→ Excerpt:
A meeting of “The Lads“ – Ronaldinho, Chewy, Irish Peat, Halifax, Wattsy, Teardrop and Step-toe – was called to celebrate the birthdays of the first two mentioned. The venue was selected as No 1 Lombard Street and the brief was that the line-up, beautifully orchestrated by Halifax (aka Nobby), had to be top draw. Not a problem with this bunch.
As we gathered we started, post Peroni for some, with a magnum of Salon 1997, this was drinking superbly, nice focus but easy to enjoy, a dash of saline and citrus, no weighty biscuitiness which was not needed at this early stage. A cracking start.
The menu that lay ahead of us is below, with some pictures at the bottom of this blog.
Sauté hand dived scallop and prawn,chilli jam and coconut salsa
From Ramonet to Mugnier for the first brace of reds…which were served blind, leading to the usual abusive “you know nothing” exchanges that have become the particular forte of this wonderfully direct group – sensitive sorts need not apply!
As a pair these were beautiful wines, such lightness of touch and confidence required to turn out wines like this that will gain weight with age but are stunning now:
Musigny 2001 – this was one of those rare occasions where Nobby got things spot on by saying this was “ding-dong”. Primary, red fruit, so pretty, roses, wild strawberries, really focussed but fruited too, delightful. Definitely want to have this again…
Musigny 2000 – A little darker a little more texture, still elegant but a shade drier, superb. A rich weightlessness.

→ Provided information:
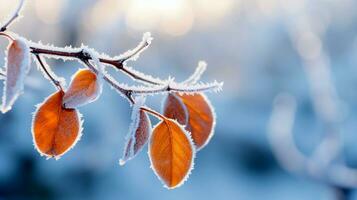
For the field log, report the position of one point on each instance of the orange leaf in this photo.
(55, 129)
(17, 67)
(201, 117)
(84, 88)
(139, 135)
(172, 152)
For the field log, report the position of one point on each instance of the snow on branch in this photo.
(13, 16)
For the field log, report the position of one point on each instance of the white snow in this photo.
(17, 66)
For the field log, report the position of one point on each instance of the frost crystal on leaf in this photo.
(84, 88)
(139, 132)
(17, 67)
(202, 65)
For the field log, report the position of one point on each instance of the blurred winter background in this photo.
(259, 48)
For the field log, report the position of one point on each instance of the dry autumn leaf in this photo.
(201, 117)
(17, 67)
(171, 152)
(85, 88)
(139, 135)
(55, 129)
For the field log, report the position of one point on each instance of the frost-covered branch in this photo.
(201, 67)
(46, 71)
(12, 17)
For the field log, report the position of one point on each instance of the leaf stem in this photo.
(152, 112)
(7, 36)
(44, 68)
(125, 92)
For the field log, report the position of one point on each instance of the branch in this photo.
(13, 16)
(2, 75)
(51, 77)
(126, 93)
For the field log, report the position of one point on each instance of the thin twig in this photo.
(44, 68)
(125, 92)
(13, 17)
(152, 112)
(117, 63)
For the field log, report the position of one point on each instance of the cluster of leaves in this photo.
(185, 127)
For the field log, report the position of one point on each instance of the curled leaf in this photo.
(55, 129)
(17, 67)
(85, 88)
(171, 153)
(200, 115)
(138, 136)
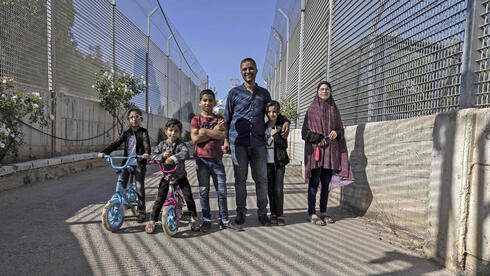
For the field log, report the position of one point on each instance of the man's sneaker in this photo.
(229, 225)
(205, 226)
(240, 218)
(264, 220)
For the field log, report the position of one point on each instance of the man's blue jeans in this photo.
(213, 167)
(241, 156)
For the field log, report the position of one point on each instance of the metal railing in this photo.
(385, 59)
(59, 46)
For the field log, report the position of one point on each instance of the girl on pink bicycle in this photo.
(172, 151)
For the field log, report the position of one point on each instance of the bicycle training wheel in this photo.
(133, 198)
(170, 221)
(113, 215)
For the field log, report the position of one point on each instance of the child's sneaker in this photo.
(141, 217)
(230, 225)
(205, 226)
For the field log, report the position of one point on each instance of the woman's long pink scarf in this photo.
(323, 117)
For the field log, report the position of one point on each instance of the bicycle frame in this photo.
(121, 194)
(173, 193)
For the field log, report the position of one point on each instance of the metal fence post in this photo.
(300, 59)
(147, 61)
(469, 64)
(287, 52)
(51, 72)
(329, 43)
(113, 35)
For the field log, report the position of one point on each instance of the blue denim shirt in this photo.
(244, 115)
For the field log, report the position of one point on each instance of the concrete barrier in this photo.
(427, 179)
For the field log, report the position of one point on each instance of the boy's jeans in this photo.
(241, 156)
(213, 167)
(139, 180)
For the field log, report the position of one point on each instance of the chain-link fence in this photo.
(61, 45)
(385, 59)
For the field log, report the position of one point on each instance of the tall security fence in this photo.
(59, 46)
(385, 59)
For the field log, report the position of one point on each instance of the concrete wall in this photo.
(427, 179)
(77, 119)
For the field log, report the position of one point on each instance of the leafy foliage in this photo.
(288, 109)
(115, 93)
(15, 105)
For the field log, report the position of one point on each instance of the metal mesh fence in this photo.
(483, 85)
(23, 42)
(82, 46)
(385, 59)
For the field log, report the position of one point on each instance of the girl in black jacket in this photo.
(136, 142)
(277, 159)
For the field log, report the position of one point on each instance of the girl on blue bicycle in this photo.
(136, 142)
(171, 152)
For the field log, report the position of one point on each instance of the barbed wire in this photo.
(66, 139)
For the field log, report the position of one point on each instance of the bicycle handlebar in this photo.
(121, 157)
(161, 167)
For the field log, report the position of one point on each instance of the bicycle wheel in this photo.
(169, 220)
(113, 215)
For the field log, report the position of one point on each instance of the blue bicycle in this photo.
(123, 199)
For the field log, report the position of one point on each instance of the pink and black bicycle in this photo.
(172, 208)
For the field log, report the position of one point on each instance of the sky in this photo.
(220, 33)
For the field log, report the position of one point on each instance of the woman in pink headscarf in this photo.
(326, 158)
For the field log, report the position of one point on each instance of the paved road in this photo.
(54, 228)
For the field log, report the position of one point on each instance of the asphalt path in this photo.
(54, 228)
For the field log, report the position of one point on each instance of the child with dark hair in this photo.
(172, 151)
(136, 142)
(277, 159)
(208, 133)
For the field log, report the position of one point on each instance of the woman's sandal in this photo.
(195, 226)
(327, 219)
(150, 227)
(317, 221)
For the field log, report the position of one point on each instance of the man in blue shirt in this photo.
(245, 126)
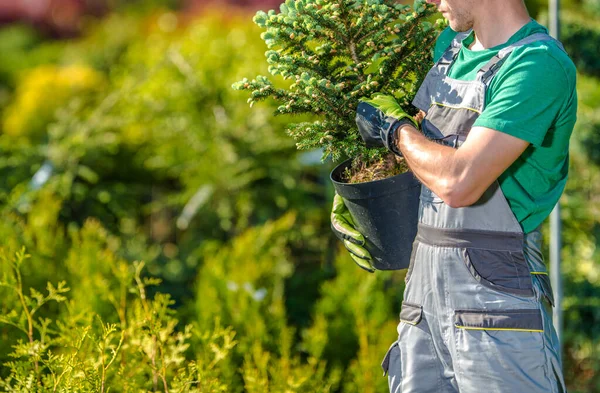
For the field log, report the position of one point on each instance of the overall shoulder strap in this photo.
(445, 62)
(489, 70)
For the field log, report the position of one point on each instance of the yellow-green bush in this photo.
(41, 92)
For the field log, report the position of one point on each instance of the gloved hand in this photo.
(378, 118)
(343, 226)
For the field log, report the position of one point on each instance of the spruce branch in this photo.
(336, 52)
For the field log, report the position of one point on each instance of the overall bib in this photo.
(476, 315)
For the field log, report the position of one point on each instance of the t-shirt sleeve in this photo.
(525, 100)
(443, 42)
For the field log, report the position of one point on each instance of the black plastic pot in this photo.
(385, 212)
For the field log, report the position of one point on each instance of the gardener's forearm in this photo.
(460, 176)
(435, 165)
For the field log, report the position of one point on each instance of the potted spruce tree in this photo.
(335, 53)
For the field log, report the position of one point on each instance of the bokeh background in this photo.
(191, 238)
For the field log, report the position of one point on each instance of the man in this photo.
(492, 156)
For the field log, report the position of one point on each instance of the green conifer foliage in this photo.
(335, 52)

→ Short problem 1: According to the wine dinner blog, why was the lack of weighty biscuitiness in the Salon 1997 not a drawback? Answer in one to three sentences.
→ Short problem 2: List every member of "The Lads" named in the wine dinner blog.
→ Short problem 3: Pick up the wine dinner blog after the tasting note on the Musigny 2000 and keep writing it.
The data has nothing to do with the wine dinner blog.

→ Exercise output 1: The Salon 1997 opened the evening, and that weighty biscuit quality was not needed at such an early stage. Its saline, citrus, and easy focus suited the start.

→ Exercise output 2: Ronaldinho, Chewy, Irish Peat, Halifax, Wattsy, Teardrop, Step-toe

→ Exercise output 3:
The quality of those wines took me straight back to the Bonnes Mares 2008, Mugnier that I had 15 months ago in Chambolle-Musigny – a quality producer without doubt. On the topic of quality producers the second red Burgundy pair was from two rather special names – Rousseau & DRC.
La Tache 2000 from DRC was next, as we had this and the Rousseau side by side I think we all felt the Tache was the older wine. The texture was the odd thing, a little murky and bruised. There was acidity there and I liked the fruit character, which admittedly had nothing like the purity of the Rousseau. It was a odd showing for La Tache, lacking focus, I looked at my notes from the fairly recent La Tache “decades and decades” dinner tasting and there is some similarity. Anyhow, this group would never let a disappointing bottle change the mood. The next pair, of magnums, quickly had smiles all round.
We then hit a double “corked bottle” speed bump. Both Trotanoy 1982 and a magnum of
The next wine, which was served blind, will be amongst the most memorable of the year without any doubt. It was effortlessly complex on the palate. The nose was far less remarkable, a little neutral to me but apparently it smelt like a “rotting hedgerow” to one of our number. Either way (the polite version of “whatever”) the palate somehow managed to combine; bovril, marmite, butter, pastry, Tarte Tatin, nuts and more. It was not bone dry by any stretch, I loved it. It was revealed as Rayas Blanc Doux Liquereux 1950 – Ronaldinho’s birth year – special. Vouray Mouelleux Reserve 1976, Foreau was possibly more conventionally brilliant, smokey, briney, real richness, lovely, lovely wine. A very dry and hot year of course. I have reading (and hopefully drinking) to do on this producer. The wines quality was as marked as my ignorance of it.
A Russell and McIver bottling of Cockburn 1955 followed and is a reminder, if we needed it, that mature Port is a category nobody should be forgetting about, this was long, precise and clean, not heavy, but full of gentle Christmas spices. A real highlighted even in this sort of company.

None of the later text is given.